[Quoted passage Boundary: Start]

It turned out to be only a slight inconvenience. Ten minutes to make a simple jig for the wet saw we would have rented anyway, and cutting triangular edge pieces was as simple as the rectangular ones would have been.

Bench in wall, Nancy's garden
Bench in wall, Nancy’s garden

Don’t get me wrong. Our joint building projects are collaborative affairs, and Nancy is open to the arguments of practicality. The retaining wall at left is an example. Nancy wanted a curve in the wall, and I wanted to use the existing rectangular brick floor as the foundation. My suggestion for the built-in bench satisfied both criteria.

I could give many other examples of things we have built over the past 25 years into which, by intention, some curve or angle violates the grid work of my engineering mind for the sake of aesthetics. And I expect that it would be true in each instance that there was a point in the planning or execution when I rebelled at the impracticality and the extra work involved, and had to be convinced that the outcome would be worth the extra effort.

Reflecting back on where we started, with an image and a phrase appearing simultaneously and unbidden, I realize that on this latest project, I did not have to be led down the aesthetic path, but followed it willingly, even eagerly. The site dictated the curves, and the fact that our floor was to be of rectangular elements (brick pavers) was not an impediment. Of course we would rent another wet saw and cut the bricks as needed. Of course.

It seems like a growth step.

[Quoted passage Boundary: End]
[Data extract Boundary: Start]

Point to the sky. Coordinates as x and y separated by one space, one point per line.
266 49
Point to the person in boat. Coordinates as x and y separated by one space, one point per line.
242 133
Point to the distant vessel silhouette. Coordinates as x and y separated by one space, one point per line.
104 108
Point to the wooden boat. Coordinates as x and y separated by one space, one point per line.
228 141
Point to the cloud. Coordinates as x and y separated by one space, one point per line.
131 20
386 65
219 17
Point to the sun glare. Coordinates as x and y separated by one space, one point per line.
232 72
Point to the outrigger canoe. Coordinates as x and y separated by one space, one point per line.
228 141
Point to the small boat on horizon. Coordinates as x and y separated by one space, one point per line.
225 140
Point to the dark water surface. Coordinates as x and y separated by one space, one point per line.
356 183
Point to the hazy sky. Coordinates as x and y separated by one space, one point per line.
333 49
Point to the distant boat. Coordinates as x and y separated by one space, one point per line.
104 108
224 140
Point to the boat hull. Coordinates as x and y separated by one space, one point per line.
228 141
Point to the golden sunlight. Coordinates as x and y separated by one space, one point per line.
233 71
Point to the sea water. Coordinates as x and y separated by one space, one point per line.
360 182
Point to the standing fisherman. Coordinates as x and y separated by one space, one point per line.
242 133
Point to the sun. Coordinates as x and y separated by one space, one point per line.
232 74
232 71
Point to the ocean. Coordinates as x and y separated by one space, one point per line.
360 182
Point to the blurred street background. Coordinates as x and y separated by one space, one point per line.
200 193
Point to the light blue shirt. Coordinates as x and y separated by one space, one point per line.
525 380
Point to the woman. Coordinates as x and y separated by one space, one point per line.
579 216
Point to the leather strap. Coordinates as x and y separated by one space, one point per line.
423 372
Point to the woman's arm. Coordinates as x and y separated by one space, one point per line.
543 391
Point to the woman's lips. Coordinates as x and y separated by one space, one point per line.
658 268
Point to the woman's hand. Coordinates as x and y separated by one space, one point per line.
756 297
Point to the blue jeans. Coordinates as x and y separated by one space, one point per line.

[Data extract Boundary: End]

--- Actions to take ---
1) For the building-projects passage, say whether each statement agrees with it: (a) The narrator wanted a curve in the retaining wall. (b) Making the jig for the wet saw took ten minutes. (c) The floor on the latest project was of brick pavers. Answer yes or no for each, and quote the deciding words from the passage.
2) Change the building-projects passage, starting at "I could give" and ending at "the extra effort.", so that "engineering mind" is replaced by "orderly mind".

--- Results ---
1)
(a) No: "Nancy wanted a curve in the wall, and I wanted to use the existing rectangular brick floor as the foundation."
(b) Yes: "Ten minutes to make a simple jig for the wet saw"
(c) Yes: "our floor was to be of rectangular elements (brick pavers)"

2)
I could give many other examples of things we have built over the past 25 years into which, by intention, some curve or angle violates the grid work of my orderly mind for the sake of aesthetics. And I expect that it would be true in each instance that there was a point in the planning or execution when I rebelled at the impracticality and the extra work involved, and had to be convinced that the outcome would be worth the extra effort.